* _Выбранный отрывок_
↓↓↓
Сущее постигаемо чувственно, а место, стало быть, умопостигаемая сущность. Но как доказываемо её существование? Аристотель дает бытие месту, отправляясь от тела и его границ, но тогда, как мы уже сказали, неверно, что тело занимает место.

 Можно подойти к доказательству существования места через пустоту и движение. Но прежде чем её осуществить, введем новый термин. Поскольку любая вещь по своей вещественности делима, то эта делимость есть наличие пустоты между отдельными элементами. Идя вглубь элементов, мы вынуждено приходим к элементам, которые неделимы, иначе всё есть пустота и не есть тело.
↑↑↑
* _Формулировка задания 1_
Перепишите фрагмент отрывка о месте от слов «Можно подойти к» до слов «не есть тело.», заменив «движение» на «перемещение».
Отрывок о месте и представленный далее список между собой никак не связаны.

* _Материал для упражнения_
↓↓↓
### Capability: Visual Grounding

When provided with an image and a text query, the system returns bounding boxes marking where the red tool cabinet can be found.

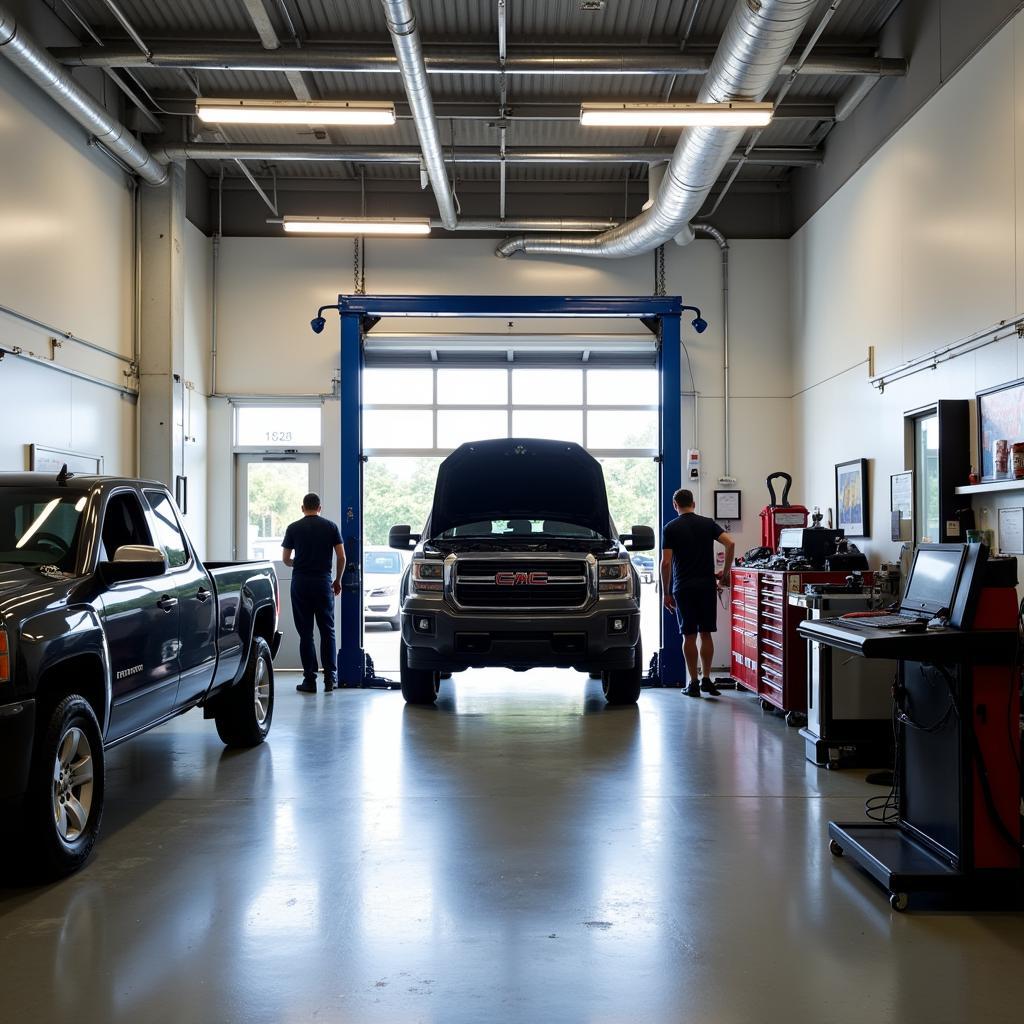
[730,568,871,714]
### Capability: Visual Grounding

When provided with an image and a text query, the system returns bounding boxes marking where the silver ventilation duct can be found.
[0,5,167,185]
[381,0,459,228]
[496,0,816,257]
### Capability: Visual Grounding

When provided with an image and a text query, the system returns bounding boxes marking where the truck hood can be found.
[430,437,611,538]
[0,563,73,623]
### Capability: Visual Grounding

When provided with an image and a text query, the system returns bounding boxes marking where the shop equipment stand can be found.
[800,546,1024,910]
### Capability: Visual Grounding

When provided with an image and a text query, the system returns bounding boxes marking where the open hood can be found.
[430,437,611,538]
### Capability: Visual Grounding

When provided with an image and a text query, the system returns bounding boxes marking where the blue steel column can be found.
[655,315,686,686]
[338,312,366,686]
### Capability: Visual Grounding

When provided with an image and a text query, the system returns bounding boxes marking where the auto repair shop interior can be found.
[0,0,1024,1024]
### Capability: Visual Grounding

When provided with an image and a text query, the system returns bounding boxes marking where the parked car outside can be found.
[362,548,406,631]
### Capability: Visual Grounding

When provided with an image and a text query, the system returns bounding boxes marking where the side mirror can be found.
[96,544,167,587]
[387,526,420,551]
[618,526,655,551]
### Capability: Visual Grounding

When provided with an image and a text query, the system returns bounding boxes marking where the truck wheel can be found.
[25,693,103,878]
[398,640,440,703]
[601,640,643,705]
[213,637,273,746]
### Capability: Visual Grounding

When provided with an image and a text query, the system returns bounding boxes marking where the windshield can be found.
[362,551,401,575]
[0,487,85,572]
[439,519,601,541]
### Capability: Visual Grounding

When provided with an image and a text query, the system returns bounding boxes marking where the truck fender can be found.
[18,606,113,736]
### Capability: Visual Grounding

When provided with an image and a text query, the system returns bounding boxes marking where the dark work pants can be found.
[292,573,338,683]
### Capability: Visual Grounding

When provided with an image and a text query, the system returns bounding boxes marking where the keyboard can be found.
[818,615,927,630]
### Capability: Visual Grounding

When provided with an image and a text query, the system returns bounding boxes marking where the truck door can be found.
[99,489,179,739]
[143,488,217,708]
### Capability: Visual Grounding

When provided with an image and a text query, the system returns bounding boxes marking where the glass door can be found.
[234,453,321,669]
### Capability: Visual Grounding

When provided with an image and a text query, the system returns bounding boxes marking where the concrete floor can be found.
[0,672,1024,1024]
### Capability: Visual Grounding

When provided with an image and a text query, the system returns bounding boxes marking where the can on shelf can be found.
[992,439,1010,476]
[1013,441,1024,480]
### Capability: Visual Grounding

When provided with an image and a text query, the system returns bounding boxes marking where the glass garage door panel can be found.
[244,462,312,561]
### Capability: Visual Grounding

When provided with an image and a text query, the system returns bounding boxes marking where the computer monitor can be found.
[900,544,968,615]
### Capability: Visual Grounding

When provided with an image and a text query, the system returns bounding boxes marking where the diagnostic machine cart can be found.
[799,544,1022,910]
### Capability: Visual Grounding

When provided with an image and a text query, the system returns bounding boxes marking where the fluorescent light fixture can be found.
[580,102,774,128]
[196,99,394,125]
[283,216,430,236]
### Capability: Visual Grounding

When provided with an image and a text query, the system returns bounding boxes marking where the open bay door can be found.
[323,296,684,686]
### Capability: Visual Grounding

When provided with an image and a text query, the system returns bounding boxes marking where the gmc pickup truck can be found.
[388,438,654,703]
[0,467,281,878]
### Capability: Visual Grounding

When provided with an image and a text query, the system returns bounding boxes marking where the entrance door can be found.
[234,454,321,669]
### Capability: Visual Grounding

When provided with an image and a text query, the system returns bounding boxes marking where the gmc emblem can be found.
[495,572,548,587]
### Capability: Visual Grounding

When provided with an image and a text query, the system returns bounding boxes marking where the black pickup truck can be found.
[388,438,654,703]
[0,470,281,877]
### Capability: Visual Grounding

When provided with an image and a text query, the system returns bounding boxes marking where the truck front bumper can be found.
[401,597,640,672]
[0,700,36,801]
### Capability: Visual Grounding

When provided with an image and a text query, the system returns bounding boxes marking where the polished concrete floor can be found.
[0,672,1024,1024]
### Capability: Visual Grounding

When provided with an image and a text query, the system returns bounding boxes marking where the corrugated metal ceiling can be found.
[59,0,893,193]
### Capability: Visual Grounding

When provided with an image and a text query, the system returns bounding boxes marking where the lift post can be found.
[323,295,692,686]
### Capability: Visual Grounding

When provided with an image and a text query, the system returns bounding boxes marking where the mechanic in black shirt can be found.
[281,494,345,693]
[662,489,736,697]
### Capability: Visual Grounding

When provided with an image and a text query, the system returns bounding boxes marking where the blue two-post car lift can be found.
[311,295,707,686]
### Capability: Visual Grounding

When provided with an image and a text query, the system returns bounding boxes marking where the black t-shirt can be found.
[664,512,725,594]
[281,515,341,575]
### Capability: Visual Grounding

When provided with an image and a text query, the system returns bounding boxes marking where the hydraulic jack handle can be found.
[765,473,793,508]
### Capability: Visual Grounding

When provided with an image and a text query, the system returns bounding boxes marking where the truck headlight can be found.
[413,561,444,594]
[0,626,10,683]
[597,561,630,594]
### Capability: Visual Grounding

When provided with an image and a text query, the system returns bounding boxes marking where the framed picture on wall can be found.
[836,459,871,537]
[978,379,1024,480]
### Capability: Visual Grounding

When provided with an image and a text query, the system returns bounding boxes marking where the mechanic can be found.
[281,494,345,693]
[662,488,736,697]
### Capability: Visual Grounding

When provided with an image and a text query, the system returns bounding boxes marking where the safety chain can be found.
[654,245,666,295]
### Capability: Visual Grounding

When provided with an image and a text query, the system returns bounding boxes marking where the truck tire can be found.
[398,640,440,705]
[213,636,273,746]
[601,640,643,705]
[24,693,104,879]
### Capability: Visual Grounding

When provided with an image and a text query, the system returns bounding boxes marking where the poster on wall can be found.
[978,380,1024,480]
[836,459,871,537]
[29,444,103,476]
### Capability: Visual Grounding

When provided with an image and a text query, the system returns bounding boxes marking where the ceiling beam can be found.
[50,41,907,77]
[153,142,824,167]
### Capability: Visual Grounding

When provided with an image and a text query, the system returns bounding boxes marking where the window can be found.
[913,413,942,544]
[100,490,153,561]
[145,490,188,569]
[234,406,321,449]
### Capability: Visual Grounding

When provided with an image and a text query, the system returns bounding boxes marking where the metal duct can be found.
↑↑↑
* _Формулировка задания 2_
Дословно повторите часть списка от его начала до строки со словами «[338,312,366,686]» включительно, не добавляя в ответ изображения.

* _Правильный ответ 1_
Можно подойти к доказательству существования места через пустоту и перемещение. Но прежде чем её осуществить, введем новый термин. Поскольку любая вещь по своей вещественности делима, то эта делимость есть наличие пустоты между отдельными элементами. Идя вглубь элементов, мы вынуждено приходим к элементам, которые неделимы, иначе всё есть пустота и не есть тело.

* _Правильный ответ 2_
### Capability: Visual Grounding

When provided with an image and a text query, the system returns bounding boxes marking where the red tool cabinet can be found.

[730,568,871,714]
### Capability: Visual Grounding

When provided with an image and a text query, the system returns bounding boxes marking where the silver ventilation duct can be found.
[0,5,167,185]
[381,0,459,228]
[496,0,816,257]
### Capability: Visual Grounding

When provided with an image and a text query, the system returns bounding boxes marking where the truck hood can be found.
[430,437,611,538]
[0,563,73,623]
### Capability: Visual Grounding

When provided with an image and a text query, the system returns bounding boxes marking where the shop equipment stand can be found.
[800,546,1024,910]
### Capability: Visual Grounding

When provided with an image and a text query, the system returns bounding boxes marking where the open hood can be found.
[430,437,611,538]
### Capability: Visual Grounding

When provided with an image and a text query, the system returns bounding boxes marking where the blue steel column can be found.
[655,315,686,686]
[338,312,366,686]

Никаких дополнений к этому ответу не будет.